--- Exercise text ---

Sara Feigenholtz Fights for Emanuel’s Seat

While Roland Burris and Rod Blagojevich have been garnering most of the airtime and drama on the Chicago political scene, local eyes have been on the vacated seat of Rahm Emanuel. It has been a horse race…with 23 horses.

It is down to the wire for the special primary being held on Tuesday, March 2nd, for the Fifth Congressional District on the north side of Chicago — traditionally a Democratic stronghold. The field holds twelve Democrats, six Republicans, and five members of the Green Party. The general consensus is that the Democratic victor will go on to win the April 7th special general election.

Emily’s List jumped in early to support Democratic State Representative Sara Feigenholtz, who has focused her message on the goal of fixing the health care crisis. Feigenholtz has spoken repeatedly about her mother, who emigrated from Poland and put herself through medical school. From her mother she learned that “health care is a right, not a privilege.” Feigenholtz wedded her concern about health care to women’s issues, when she committed to fighting for mandatory coverage of mammograms by insurance companies – for all women aged 40 and older.

--- Dataset records ---

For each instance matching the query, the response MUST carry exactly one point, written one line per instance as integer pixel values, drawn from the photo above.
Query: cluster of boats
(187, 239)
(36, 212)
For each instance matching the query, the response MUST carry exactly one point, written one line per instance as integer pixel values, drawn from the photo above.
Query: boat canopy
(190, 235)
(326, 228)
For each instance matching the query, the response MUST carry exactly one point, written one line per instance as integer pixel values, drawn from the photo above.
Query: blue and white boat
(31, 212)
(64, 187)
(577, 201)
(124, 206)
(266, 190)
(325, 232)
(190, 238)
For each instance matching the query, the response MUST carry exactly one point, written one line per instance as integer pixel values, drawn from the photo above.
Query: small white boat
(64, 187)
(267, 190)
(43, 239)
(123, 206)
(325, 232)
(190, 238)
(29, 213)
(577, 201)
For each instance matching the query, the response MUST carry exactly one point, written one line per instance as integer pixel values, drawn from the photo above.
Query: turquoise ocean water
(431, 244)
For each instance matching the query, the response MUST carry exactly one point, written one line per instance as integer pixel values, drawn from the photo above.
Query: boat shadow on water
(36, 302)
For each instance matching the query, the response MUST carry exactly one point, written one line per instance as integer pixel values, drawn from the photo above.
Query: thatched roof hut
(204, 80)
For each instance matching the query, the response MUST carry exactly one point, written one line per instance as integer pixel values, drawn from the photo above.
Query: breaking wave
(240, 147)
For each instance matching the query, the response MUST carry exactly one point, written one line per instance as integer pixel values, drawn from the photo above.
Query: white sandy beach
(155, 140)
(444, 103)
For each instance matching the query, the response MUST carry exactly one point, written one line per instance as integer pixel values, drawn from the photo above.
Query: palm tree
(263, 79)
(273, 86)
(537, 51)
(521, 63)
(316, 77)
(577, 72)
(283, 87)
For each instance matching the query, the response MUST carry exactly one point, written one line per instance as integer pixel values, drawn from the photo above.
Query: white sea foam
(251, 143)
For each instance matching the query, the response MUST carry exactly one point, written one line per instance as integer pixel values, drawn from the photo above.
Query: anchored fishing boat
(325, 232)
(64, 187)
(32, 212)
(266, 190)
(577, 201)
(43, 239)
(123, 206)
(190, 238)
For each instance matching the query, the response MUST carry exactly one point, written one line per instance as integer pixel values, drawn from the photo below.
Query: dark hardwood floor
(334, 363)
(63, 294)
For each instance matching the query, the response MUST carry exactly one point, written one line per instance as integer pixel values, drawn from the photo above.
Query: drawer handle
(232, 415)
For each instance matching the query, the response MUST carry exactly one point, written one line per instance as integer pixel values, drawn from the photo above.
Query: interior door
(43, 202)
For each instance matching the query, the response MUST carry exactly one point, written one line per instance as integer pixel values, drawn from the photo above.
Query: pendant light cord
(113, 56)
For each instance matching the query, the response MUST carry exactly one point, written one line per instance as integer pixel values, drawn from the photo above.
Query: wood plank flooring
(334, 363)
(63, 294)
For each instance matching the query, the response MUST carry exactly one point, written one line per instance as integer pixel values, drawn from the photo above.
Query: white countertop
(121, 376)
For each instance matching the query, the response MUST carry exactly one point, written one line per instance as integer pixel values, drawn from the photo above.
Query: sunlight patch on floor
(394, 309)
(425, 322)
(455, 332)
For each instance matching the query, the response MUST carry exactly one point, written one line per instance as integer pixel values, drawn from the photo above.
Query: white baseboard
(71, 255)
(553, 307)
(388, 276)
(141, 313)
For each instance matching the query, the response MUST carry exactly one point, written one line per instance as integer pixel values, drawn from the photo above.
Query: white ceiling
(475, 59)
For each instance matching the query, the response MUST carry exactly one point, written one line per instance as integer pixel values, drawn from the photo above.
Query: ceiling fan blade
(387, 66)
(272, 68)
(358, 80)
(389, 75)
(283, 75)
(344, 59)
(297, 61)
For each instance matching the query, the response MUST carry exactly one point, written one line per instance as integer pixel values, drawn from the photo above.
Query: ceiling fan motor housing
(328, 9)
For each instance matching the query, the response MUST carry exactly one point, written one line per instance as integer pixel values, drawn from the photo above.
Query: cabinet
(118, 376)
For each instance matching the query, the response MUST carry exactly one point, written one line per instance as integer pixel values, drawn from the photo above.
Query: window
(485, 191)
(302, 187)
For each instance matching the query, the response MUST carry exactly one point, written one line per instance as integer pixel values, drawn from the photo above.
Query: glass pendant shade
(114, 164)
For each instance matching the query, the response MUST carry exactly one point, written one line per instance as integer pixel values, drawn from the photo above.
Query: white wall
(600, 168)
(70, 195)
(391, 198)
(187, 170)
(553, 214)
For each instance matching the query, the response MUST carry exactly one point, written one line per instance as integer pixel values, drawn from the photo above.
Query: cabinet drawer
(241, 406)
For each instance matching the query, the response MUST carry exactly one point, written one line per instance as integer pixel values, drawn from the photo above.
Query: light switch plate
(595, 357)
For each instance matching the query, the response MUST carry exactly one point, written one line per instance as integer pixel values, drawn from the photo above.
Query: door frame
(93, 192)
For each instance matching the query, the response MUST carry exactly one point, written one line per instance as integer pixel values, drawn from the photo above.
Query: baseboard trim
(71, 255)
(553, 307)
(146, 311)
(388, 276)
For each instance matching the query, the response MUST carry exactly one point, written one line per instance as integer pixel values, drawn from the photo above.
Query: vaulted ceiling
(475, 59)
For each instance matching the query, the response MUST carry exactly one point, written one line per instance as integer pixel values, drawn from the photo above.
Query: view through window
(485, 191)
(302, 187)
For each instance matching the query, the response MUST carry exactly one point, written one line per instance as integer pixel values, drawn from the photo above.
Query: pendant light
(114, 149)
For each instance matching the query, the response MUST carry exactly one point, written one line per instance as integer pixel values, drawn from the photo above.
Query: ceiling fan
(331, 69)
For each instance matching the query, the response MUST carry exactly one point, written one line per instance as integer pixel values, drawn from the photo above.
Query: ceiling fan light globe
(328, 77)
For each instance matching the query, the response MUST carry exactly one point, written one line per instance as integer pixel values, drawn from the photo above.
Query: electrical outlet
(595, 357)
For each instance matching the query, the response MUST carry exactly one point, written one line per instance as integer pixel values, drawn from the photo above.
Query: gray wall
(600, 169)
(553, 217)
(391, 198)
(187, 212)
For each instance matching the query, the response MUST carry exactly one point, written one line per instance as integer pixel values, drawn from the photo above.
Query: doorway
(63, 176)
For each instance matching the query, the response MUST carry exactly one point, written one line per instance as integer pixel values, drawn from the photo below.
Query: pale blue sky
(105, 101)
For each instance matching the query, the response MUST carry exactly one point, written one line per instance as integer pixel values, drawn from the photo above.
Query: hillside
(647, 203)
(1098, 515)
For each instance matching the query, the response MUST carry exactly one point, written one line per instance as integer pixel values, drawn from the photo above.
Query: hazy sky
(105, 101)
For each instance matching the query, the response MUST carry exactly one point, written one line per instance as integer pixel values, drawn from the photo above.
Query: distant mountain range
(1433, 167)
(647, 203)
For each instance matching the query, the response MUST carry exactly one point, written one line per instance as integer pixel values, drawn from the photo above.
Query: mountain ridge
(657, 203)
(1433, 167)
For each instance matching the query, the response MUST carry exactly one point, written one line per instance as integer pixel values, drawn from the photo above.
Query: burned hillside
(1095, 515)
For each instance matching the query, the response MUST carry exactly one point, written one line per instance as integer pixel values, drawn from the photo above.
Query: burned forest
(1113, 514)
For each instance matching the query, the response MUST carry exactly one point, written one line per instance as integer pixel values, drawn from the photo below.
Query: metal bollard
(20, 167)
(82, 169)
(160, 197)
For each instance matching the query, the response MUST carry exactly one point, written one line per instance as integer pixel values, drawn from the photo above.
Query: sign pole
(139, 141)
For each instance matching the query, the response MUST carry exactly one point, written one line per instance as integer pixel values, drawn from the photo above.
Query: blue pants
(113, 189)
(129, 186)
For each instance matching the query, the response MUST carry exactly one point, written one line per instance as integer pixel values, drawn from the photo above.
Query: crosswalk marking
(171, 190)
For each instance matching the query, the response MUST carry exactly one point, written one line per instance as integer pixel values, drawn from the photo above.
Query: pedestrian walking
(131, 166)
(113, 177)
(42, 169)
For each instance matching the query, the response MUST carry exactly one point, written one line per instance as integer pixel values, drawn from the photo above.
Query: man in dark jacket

---

## Exercises
1. Using the Feigenholtz article, answer these questions:
(a) How many Green Party candidates are in the field?
(b) On what date is the special general election?
(c) From what country did Feigenholtz's mother emigrate?
2. Please decide whether each statement agrees with the Feigenholtz article, answering yes or no and quoting the words that settle it:
(a) The special primary is held on Tuesday, March 2nd.
(b) Ten Democrats are in the field.
(c) Feigenholtz committed to mandatory mammogram coverage for all women aged 50 and older.
3. Carry on the Feigenholtz article from its last sentence.

## Answers provided
1.
(a) Five.
(b) April 7th.
(c) Poland.

2.
(a) Yes: "the special primary being held on Tuesday, March 2nd"
(b) No: "The field holds twelve Democrats"
(c) No: "for all women aged 40 and older"

3.
Support for Feigenholtz is not limited only to the healthcare realm. She has racked up endorsements from the United Auto Workers, the United Steelworkers (District 7), the University Professionals of Illinois (Local 4100), and the American Federation of Teachers. On February 22nd, the campaign hit it big with a nod from Illinois State Comptroller Dan Hynes, who has been outspoken on the subject of government ethics and reform.

Using the Obama model of building a strong grassroots base, Feigenholtz has tapped into the social media playbook with a profile on Facebook and updates on Twitter.

Having co-sponsored the “FamilyCare” bill with Barack Obama, when he was an Illinois State Senator, she is in the unique position to go Washington as an impact player on health, children’s issues, and recouping ground lost during the Bush Administration.

All she has to do is survive the blood sport known as “Chicago politics.”